## Required work
Render the entries below as a two-column CSV with the headers "instruction" and "answer" and one row per entry. Put the instruction text and its answer each in a single quoted field, replace line breaks with spaces, and omit the pictures.

Object detection data:
▶
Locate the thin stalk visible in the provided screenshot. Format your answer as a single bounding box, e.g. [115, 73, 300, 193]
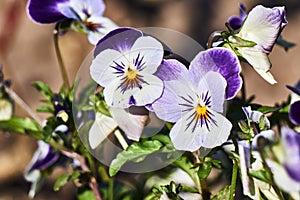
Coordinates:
[53, 23, 70, 89]
[5, 87, 43, 126]
[229, 159, 238, 200]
◀
## Exercise response
instruction,answer
"Locate the thin stalk visible in the provided screenshot. Format your answer as a single bounding box, e.g. [115, 73, 300, 193] Coordinates:","[53, 23, 70, 89] [5, 87, 43, 126] [229, 159, 238, 200]"